[ASSIGNED TASK] Return the listing in full. Keep every word as it stands.
^^^^
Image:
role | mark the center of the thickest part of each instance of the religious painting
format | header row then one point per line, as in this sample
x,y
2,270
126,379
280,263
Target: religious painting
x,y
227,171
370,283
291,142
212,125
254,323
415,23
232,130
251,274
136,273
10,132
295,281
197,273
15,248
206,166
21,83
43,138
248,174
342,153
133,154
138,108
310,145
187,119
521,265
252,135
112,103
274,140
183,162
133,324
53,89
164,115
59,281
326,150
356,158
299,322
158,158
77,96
^^^^
[SOLUTION TO THIS PROBLEM]
Image:
role | mark the center of the thickest part of each instance of the religious painting
format | header row then one point per line, as in this sample
x,y
2,270
126,379
280,263
Target: religious painting
x,y
227,171
370,283
291,142
212,125
254,323
415,23
232,130
251,274
136,273
10,132
295,281
197,273
15,248
206,166
21,83
43,138
248,174
342,153
133,154
138,108
310,145
187,119
521,265
252,135
112,103
274,140
183,162
133,324
53,89
164,115
59,281
326,150
356,158
299,322
158,158
77,96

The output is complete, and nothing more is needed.